:: Task directions ::
From the records below, quote verbatim the lines beginning with the one that contains "the white wall?" and continuing through the one that contains "xmin=18 ymin=64 xmax=191 ymax=270", including both of those lines.
--- BEGIN ---
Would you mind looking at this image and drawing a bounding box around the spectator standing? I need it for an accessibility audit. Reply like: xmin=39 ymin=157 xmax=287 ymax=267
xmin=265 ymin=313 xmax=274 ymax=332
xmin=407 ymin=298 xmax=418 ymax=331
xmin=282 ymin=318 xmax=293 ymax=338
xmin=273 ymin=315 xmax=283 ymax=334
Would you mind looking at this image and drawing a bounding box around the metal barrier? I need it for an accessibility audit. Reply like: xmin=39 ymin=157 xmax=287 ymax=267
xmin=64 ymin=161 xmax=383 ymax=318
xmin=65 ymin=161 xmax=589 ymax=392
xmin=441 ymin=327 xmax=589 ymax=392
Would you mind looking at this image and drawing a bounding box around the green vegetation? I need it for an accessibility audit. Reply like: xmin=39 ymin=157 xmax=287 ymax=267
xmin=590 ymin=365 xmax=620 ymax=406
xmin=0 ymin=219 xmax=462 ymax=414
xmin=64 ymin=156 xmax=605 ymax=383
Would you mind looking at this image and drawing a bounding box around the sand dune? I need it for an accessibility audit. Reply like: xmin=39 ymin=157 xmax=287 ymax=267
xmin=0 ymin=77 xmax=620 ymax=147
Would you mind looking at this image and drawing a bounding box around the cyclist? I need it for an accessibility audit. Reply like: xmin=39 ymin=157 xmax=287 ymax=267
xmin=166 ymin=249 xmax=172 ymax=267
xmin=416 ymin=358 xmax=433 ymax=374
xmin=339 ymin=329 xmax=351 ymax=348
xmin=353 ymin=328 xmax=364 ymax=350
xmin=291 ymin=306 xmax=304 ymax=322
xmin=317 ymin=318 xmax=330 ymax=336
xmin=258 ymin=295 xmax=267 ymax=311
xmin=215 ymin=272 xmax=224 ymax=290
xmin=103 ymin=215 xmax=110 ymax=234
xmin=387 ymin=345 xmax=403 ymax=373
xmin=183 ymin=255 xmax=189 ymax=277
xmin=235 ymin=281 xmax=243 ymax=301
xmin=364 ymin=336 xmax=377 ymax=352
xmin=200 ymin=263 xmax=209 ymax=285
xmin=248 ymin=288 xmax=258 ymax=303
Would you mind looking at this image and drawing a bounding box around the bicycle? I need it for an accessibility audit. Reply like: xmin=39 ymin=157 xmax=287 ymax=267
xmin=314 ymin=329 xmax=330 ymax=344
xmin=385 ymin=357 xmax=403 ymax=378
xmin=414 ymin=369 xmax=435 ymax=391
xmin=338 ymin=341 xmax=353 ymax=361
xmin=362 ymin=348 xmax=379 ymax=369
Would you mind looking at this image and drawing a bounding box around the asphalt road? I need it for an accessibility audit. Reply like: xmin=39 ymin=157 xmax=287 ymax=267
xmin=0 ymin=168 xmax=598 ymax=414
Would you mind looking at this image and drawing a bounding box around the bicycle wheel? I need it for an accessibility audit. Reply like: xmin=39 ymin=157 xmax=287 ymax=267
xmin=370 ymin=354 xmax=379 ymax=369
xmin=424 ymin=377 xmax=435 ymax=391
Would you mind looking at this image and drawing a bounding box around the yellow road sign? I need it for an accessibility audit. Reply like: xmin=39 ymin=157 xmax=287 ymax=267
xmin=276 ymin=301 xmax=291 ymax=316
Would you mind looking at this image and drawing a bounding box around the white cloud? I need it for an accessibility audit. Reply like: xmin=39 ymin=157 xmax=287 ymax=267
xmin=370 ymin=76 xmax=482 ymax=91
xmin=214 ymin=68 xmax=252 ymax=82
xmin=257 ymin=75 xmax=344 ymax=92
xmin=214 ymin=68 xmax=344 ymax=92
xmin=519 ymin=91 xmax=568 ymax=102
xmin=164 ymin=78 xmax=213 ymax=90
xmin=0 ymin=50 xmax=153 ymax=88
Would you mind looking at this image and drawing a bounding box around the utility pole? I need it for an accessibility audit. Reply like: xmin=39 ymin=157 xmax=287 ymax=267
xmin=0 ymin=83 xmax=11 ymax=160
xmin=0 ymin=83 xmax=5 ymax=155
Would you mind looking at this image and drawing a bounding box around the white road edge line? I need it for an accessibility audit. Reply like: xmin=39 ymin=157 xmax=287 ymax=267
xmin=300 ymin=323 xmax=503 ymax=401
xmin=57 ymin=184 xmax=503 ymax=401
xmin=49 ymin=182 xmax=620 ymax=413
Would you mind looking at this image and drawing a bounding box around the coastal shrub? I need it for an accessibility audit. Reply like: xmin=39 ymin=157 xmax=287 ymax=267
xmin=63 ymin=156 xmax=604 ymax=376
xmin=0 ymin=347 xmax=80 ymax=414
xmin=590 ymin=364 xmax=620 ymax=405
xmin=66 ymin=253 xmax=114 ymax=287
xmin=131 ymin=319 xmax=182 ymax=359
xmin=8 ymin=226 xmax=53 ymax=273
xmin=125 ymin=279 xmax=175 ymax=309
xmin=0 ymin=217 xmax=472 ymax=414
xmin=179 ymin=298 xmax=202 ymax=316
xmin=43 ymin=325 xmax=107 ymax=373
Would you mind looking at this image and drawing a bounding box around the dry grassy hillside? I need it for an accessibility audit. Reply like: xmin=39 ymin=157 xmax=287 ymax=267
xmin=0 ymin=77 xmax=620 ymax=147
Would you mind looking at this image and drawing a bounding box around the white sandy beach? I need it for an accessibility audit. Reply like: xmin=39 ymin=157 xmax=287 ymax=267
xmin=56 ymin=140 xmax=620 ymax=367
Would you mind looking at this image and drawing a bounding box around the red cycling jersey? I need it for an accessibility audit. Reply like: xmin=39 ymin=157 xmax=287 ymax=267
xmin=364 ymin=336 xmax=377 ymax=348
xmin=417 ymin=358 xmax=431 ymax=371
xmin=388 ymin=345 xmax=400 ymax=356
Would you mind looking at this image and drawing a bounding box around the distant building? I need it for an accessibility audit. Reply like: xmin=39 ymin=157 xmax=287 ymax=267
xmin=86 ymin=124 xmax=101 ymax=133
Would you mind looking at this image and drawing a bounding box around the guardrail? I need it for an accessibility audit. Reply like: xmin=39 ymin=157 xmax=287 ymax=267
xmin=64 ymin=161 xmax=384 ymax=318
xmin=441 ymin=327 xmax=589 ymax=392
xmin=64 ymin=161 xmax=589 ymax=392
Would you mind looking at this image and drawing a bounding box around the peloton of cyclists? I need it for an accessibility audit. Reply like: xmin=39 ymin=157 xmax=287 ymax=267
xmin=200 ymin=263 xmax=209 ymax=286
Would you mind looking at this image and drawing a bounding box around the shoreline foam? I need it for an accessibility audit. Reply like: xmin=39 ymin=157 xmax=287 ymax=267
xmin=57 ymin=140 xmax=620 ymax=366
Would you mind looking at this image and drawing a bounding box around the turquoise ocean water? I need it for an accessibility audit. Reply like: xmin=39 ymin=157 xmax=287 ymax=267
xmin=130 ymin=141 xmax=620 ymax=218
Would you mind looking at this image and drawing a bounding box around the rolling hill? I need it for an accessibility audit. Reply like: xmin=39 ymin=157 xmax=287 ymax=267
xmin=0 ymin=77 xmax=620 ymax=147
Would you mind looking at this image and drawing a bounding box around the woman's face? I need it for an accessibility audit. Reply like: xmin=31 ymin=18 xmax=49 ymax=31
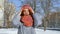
xmin=23 ymin=9 xmax=29 ymax=15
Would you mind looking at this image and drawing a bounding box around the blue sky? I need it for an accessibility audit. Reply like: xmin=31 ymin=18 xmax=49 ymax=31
xmin=9 ymin=0 xmax=22 ymax=11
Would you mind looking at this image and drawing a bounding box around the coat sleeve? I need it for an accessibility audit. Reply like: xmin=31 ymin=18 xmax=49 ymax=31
xmin=12 ymin=14 xmax=22 ymax=27
xmin=33 ymin=13 xmax=42 ymax=27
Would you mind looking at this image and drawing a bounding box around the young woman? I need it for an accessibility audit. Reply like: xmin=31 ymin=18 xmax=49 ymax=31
xmin=18 ymin=5 xmax=35 ymax=34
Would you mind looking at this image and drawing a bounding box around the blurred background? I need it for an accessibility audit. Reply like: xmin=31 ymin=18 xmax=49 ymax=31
xmin=0 ymin=0 xmax=60 ymax=29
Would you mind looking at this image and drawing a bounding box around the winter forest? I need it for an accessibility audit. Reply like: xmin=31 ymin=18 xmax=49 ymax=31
xmin=0 ymin=0 xmax=60 ymax=30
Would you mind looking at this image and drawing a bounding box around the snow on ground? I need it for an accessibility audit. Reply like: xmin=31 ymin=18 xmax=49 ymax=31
xmin=0 ymin=28 xmax=60 ymax=34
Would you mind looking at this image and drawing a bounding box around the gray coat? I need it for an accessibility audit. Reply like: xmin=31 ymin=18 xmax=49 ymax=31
xmin=12 ymin=13 xmax=41 ymax=34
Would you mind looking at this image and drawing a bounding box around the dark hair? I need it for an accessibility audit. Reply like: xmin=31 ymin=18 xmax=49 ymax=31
xmin=20 ymin=10 xmax=33 ymax=16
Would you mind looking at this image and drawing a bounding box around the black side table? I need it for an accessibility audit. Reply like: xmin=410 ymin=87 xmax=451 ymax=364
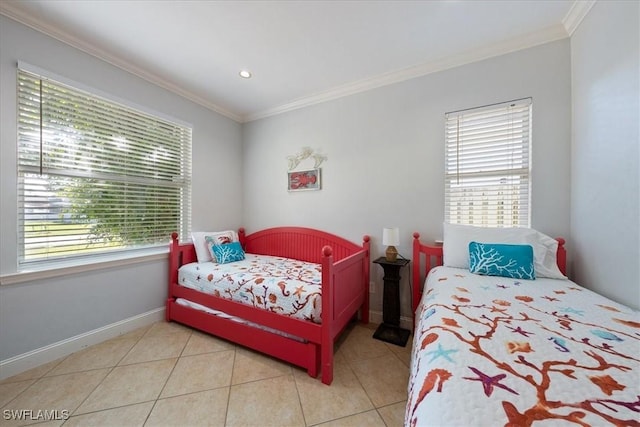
xmin=373 ymin=257 xmax=411 ymax=347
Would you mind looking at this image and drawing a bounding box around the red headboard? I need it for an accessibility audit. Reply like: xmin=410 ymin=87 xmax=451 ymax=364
xmin=238 ymin=227 xmax=370 ymax=263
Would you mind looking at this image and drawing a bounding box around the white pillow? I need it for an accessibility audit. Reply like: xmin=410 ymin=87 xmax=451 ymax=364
xmin=191 ymin=230 xmax=239 ymax=262
xmin=442 ymin=223 xmax=567 ymax=279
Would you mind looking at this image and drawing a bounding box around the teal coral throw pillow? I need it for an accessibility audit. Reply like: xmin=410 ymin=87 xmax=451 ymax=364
xmin=211 ymin=242 xmax=244 ymax=264
xmin=469 ymin=242 xmax=536 ymax=280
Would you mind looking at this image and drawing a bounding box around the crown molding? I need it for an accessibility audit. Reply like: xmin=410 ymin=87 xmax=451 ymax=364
xmin=562 ymin=0 xmax=596 ymax=37
xmin=243 ymin=24 xmax=569 ymax=122
xmin=0 ymin=1 xmax=243 ymax=123
xmin=0 ymin=0 xmax=576 ymax=123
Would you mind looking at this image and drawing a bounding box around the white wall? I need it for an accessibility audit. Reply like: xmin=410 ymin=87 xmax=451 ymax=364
xmin=0 ymin=16 xmax=242 ymax=364
xmin=571 ymin=1 xmax=640 ymax=308
xmin=243 ymin=39 xmax=571 ymax=319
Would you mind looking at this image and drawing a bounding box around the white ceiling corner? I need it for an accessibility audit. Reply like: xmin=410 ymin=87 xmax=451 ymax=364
xmin=0 ymin=0 xmax=584 ymax=122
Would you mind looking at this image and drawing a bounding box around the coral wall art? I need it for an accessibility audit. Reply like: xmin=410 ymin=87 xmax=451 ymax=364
xmin=288 ymin=169 xmax=320 ymax=191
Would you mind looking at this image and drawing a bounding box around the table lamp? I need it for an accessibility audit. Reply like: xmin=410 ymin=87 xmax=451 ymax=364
xmin=382 ymin=227 xmax=400 ymax=262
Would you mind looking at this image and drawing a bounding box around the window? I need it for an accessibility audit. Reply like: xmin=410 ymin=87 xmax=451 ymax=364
xmin=445 ymin=98 xmax=531 ymax=227
xmin=18 ymin=64 xmax=191 ymax=270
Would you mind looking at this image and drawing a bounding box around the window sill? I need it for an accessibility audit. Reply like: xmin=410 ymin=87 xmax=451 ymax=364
xmin=0 ymin=248 xmax=168 ymax=286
--- END ---
:: Result ::
Would you mind looking at this image and drawing a bounding box around the white wall? I need it for an accessibility audit. Reply like: xmin=410 ymin=87 xmax=451 ymax=364
xmin=0 ymin=16 xmax=242 ymax=364
xmin=571 ymin=1 xmax=640 ymax=308
xmin=243 ymin=39 xmax=571 ymax=319
Would you mind looking at this image and drawing a bounding box around the white ceiling corner? I need it for an accessibility audit. Reply like: xmin=410 ymin=87 xmax=451 ymax=364
xmin=0 ymin=0 xmax=584 ymax=122
Would you mind looking at this image and drawing a bounding box around the coral wall art? I need it for an accessibility audit. Reply like: xmin=410 ymin=87 xmax=451 ymax=364
xmin=288 ymin=169 xmax=320 ymax=191
Would you mind looking at this image and drawing a bounding box around the table lamp? I need it for an accessibility audit. Reply like: xmin=410 ymin=87 xmax=451 ymax=364
xmin=382 ymin=227 xmax=400 ymax=262
Would you mind looking at this image and drawing a bounding box around the window? I need it for an accessibility audit. Reply like: xmin=410 ymin=87 xmax=451 ymax=364
xmin=445 ymin=98 xmax=531 ymax=227
xmin=18 ymin=64 xmax=191 ymax=270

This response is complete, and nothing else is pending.